> **TASK**:
Set out exactly every line of the entries below, starting at the line that holds "Please outline every instance of the man's short-cropped" and stopping after the line that holds "Draw the outline of every instance of the man's ear".

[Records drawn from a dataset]
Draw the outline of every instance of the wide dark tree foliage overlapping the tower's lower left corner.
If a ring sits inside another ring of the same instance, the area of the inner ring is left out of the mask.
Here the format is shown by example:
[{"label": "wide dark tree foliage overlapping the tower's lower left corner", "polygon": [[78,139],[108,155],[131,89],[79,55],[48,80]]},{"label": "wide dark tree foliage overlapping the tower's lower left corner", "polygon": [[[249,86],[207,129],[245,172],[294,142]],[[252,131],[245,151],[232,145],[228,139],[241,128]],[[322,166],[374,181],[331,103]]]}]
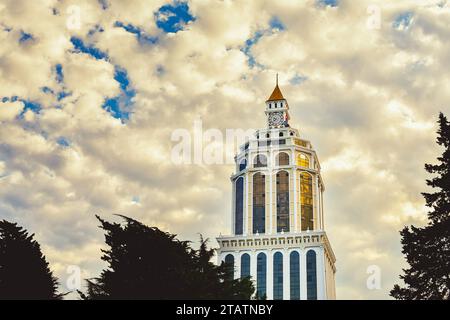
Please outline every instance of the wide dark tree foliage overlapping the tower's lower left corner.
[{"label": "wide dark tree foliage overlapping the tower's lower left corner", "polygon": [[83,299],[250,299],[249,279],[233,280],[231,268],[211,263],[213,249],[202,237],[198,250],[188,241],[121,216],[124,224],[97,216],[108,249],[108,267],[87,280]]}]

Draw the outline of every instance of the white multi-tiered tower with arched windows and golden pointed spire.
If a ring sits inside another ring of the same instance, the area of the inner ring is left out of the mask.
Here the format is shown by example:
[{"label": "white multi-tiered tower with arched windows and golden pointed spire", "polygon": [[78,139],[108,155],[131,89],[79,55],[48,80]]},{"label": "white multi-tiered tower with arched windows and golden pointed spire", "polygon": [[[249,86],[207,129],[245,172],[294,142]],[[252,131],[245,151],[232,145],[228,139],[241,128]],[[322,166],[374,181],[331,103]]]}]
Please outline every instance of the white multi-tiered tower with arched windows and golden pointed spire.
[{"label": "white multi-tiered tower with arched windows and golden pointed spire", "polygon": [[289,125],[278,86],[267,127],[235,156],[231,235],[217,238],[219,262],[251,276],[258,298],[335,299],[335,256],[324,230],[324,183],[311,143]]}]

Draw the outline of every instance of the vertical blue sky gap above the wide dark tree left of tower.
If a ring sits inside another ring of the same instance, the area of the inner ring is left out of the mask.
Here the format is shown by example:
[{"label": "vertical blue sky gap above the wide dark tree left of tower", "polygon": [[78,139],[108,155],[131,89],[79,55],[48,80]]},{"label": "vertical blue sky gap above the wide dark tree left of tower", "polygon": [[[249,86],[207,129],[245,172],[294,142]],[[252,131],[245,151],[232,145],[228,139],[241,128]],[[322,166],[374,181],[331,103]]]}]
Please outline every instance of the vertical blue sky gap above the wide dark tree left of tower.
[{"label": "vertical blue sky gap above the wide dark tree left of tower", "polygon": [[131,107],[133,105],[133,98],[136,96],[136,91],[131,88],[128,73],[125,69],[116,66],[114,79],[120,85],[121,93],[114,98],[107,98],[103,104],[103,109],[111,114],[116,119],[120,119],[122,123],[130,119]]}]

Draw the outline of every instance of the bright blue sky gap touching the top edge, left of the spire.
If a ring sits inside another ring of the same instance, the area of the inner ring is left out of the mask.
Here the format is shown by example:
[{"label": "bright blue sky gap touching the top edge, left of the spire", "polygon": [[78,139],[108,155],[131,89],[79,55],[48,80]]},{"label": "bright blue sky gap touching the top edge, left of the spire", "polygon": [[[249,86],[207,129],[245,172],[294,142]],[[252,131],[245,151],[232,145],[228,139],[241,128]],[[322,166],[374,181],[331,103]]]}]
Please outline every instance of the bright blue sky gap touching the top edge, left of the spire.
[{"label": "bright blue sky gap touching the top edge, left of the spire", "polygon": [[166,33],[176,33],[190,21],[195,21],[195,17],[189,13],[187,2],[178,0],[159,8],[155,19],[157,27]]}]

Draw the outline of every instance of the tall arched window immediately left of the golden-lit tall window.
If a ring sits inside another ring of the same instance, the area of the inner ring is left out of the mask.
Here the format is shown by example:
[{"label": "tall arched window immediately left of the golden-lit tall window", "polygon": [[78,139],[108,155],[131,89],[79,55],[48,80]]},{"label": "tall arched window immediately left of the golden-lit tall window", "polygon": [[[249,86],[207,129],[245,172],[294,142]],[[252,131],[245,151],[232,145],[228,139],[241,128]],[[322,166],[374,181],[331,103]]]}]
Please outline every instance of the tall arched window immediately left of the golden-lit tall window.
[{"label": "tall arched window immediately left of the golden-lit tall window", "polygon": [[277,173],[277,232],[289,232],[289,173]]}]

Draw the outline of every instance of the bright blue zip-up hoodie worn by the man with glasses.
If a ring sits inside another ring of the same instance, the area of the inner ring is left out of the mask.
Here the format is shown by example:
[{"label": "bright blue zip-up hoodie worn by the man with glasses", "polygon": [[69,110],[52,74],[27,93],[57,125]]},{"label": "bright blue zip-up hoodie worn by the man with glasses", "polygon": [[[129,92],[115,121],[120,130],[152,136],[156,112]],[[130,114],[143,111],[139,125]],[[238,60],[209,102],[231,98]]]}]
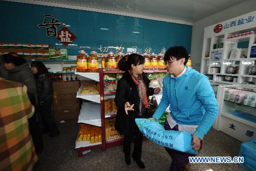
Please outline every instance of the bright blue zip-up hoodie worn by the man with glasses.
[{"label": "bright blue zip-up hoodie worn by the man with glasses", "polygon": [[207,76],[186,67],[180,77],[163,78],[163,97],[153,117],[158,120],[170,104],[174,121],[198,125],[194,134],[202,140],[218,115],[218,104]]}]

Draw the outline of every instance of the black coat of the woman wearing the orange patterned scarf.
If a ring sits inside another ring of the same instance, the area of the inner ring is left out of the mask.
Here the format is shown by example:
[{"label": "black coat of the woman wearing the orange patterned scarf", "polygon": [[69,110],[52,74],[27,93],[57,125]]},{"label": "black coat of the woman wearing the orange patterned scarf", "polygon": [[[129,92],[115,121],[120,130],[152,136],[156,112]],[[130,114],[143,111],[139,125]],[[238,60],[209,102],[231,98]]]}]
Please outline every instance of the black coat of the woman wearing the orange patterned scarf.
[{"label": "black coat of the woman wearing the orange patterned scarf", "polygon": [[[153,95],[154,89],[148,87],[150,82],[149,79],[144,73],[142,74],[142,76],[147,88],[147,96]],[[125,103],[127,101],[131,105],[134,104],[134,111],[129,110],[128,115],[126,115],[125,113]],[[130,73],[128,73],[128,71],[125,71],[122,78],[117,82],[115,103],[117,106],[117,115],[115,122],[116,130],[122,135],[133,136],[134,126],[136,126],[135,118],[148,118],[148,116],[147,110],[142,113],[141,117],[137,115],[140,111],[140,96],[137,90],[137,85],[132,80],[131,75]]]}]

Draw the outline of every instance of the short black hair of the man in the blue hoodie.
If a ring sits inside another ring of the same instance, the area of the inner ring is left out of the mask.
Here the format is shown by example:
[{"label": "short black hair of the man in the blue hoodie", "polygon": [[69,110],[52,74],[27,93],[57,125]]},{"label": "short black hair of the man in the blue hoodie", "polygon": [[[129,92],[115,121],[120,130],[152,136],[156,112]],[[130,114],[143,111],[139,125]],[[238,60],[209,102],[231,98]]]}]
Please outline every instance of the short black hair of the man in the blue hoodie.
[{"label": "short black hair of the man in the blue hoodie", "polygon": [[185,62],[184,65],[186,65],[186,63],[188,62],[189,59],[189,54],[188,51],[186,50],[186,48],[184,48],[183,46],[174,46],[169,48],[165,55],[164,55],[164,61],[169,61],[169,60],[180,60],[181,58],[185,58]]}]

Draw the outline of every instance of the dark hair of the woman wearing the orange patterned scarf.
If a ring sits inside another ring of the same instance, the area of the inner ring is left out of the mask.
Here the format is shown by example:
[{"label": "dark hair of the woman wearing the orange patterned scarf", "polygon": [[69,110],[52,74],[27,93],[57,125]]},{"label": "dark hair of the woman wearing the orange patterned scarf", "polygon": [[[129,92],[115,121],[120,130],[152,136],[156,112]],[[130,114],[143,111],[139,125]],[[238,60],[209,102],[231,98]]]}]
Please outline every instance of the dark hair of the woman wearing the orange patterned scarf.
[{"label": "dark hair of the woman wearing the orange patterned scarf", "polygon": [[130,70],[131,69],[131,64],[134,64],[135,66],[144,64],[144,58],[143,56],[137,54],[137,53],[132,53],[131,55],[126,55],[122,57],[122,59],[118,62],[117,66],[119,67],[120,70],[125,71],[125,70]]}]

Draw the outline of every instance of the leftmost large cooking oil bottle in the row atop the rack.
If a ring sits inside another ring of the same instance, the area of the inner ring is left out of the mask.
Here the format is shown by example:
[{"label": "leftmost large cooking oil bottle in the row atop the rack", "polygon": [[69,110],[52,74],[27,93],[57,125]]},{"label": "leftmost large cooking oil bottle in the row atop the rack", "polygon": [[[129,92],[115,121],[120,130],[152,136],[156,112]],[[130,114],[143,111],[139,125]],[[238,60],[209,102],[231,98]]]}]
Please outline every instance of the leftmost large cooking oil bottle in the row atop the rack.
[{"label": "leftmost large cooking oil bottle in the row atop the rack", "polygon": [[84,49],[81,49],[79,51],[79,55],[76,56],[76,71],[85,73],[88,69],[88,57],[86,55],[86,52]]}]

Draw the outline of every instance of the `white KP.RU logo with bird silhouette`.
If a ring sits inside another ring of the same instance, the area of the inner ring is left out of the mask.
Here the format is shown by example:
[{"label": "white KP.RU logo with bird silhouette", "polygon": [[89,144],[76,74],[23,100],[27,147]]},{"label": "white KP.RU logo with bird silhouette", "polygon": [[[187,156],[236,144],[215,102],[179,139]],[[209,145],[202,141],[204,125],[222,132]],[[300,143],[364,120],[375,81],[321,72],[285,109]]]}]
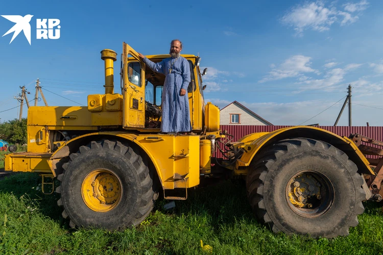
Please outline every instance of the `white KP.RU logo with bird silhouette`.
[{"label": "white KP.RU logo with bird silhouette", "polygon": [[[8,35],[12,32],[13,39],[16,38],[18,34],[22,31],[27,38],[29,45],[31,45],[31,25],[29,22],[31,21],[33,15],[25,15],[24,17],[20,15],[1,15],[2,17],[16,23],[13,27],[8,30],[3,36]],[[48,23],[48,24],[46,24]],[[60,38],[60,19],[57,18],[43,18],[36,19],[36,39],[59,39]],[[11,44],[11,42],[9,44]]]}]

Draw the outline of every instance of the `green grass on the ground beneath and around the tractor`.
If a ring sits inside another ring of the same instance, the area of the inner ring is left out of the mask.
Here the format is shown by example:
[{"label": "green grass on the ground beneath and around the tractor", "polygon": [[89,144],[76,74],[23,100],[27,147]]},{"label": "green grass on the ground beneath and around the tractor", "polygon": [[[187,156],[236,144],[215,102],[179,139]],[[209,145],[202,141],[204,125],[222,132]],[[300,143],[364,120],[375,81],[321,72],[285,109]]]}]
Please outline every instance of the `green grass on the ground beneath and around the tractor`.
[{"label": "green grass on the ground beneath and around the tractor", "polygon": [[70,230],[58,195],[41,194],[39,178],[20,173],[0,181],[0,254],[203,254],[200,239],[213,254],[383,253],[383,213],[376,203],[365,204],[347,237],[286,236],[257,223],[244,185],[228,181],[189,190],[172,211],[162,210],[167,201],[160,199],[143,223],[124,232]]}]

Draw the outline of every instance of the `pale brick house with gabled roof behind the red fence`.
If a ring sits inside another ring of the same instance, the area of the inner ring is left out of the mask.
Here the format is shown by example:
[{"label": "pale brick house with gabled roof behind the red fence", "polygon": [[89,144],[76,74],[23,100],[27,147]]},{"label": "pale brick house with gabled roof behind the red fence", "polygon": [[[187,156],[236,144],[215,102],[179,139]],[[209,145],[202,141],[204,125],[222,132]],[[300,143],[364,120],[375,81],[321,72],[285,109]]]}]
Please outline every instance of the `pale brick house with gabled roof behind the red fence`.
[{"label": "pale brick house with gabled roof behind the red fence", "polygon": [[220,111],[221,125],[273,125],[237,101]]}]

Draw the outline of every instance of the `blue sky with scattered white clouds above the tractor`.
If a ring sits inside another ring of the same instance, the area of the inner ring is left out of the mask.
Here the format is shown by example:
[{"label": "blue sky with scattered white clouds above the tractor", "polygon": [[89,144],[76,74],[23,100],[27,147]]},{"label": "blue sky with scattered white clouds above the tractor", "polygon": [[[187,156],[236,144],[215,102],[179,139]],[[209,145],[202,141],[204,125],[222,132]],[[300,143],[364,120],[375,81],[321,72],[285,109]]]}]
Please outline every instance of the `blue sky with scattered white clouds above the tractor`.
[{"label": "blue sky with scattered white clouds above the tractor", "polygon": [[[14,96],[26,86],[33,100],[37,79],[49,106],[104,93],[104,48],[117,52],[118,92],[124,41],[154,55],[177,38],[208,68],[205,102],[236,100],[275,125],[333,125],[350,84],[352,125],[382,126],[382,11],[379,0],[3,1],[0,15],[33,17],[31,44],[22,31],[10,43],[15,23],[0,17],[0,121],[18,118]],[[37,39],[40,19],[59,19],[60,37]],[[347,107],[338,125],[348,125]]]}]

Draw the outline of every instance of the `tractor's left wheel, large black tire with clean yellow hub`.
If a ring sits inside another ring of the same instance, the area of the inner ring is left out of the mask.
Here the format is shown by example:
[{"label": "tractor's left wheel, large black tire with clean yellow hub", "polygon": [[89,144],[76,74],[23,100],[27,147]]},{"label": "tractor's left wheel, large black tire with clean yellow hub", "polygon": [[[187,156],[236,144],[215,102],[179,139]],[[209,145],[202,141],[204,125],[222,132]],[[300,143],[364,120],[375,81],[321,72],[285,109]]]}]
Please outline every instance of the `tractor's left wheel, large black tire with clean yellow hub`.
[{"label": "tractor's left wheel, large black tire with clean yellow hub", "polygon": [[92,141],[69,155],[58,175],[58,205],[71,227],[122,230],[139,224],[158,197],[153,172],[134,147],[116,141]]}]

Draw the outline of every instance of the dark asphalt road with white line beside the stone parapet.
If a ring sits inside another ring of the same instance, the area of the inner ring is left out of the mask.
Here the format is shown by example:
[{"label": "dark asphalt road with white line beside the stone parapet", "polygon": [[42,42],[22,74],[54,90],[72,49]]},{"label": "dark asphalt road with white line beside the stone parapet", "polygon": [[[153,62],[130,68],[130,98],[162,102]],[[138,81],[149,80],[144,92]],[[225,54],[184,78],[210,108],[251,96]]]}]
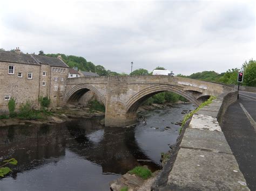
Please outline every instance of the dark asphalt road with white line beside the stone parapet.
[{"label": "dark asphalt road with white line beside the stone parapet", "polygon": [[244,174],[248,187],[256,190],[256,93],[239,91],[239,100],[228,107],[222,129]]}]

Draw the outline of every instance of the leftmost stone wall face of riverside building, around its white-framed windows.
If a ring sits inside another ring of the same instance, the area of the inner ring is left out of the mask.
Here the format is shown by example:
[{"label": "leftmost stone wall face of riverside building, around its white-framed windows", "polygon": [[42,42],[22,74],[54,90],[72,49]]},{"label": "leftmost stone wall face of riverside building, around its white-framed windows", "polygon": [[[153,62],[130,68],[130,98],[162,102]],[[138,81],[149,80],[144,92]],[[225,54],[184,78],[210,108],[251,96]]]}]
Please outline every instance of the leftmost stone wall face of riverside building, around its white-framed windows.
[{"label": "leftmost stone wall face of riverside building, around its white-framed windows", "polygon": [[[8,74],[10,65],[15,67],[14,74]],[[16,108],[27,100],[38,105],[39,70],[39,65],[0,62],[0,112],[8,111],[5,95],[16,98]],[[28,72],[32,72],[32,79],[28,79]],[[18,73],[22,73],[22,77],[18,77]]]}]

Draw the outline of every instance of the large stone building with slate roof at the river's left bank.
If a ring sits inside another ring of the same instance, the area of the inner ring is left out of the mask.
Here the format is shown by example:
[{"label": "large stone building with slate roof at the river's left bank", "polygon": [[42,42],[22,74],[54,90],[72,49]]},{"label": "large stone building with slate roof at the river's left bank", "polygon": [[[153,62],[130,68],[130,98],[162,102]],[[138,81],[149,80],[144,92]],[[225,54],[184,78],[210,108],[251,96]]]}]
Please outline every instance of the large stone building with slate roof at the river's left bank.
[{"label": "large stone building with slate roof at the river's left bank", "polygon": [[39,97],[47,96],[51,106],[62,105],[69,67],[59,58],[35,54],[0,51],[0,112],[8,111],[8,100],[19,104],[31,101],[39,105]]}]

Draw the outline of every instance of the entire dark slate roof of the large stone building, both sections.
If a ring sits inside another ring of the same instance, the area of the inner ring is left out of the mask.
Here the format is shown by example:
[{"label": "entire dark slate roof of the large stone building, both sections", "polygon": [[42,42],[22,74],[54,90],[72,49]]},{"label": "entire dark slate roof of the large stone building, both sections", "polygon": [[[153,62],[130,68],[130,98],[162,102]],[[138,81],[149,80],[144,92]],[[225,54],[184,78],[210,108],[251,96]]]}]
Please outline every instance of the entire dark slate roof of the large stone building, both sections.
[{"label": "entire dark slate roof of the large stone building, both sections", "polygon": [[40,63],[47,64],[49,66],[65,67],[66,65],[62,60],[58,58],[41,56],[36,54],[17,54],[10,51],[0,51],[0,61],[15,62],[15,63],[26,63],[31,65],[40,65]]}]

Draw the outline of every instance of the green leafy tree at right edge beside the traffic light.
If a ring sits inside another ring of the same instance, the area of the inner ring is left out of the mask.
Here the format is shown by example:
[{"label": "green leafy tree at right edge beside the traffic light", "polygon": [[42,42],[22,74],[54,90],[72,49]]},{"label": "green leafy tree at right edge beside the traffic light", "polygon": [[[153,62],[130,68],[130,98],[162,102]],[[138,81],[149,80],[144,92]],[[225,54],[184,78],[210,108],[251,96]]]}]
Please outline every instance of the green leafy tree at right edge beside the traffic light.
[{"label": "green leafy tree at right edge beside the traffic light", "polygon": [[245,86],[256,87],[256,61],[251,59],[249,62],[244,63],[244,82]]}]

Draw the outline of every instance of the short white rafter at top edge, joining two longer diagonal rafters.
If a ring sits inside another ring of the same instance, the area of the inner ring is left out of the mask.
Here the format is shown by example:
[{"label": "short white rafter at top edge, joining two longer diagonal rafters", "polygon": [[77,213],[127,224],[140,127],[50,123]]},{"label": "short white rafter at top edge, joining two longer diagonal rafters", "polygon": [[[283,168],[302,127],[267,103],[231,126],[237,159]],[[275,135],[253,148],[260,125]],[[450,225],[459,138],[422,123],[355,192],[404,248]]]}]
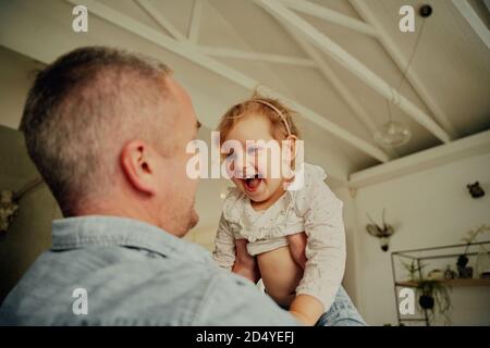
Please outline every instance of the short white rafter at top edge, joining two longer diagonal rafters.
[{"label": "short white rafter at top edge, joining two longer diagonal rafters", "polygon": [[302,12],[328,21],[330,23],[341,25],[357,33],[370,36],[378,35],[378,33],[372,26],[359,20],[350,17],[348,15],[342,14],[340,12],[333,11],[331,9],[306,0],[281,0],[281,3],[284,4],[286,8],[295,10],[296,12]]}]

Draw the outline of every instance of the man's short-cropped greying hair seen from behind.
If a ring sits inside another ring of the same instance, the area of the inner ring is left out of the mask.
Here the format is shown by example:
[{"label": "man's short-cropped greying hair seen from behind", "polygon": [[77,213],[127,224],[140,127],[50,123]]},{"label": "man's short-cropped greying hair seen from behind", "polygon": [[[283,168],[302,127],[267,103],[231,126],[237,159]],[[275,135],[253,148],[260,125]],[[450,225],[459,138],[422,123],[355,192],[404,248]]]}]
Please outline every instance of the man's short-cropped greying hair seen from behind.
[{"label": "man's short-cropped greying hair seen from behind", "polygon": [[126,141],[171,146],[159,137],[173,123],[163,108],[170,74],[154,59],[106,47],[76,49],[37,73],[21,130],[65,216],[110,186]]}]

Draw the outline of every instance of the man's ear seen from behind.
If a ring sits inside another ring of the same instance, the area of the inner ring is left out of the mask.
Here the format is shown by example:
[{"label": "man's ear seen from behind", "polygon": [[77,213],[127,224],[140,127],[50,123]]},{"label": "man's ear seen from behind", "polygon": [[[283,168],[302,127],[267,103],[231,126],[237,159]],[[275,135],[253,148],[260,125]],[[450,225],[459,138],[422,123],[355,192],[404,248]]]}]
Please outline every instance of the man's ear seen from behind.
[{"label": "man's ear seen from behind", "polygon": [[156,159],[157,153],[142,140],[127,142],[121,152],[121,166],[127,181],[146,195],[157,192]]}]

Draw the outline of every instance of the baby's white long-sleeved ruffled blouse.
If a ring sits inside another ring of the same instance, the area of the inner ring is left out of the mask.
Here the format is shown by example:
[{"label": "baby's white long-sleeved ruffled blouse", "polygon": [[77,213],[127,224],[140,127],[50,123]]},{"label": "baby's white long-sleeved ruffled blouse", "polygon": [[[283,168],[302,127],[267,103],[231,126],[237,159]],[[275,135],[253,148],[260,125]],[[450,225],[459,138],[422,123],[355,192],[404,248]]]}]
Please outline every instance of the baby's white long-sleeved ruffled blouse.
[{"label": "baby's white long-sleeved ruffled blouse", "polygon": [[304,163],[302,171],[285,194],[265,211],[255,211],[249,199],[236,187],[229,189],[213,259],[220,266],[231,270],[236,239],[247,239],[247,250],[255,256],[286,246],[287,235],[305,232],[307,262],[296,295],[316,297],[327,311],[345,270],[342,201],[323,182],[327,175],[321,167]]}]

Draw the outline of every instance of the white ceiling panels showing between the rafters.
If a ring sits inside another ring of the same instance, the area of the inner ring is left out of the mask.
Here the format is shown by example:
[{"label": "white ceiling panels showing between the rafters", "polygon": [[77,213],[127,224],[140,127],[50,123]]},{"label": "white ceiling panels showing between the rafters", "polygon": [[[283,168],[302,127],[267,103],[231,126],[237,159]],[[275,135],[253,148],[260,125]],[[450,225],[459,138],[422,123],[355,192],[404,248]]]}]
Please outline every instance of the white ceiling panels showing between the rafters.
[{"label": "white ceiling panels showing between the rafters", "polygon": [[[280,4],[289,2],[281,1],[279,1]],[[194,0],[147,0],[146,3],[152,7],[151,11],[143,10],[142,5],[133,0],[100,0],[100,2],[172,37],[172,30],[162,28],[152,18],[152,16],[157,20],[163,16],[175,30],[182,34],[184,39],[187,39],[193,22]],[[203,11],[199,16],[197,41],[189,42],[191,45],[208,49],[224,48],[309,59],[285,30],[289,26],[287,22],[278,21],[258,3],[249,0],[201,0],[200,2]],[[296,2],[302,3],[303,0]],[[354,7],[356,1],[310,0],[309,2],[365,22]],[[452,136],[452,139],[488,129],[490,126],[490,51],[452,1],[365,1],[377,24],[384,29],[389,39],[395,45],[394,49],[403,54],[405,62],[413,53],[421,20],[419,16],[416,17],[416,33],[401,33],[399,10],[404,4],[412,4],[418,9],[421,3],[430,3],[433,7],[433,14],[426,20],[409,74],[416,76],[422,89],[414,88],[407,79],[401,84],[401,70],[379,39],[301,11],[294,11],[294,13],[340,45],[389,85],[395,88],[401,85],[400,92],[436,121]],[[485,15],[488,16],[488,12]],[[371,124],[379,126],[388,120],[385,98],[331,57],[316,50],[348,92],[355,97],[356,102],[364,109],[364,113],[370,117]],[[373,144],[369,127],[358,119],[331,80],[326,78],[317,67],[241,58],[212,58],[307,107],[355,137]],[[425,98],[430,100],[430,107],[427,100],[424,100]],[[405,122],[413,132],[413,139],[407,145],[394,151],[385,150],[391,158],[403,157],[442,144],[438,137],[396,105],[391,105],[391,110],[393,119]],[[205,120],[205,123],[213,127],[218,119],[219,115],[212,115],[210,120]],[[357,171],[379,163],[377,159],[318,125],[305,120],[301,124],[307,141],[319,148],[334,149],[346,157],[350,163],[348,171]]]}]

> **ANSWER AREA**:
Please outline every instance of the man's short-cropped greying hair seen from behind.
[{"label": "man's short-cropped greying hair seen from behind", "polygon": [[126,141],[171,146],[159,137],[173,123],[163,108],[170,74],[154,59],[106,47],[76,49],[37,73],[21,130],[65,216],[110,186]]}]

Draw the outline of every instance of the man's ear seen from behind.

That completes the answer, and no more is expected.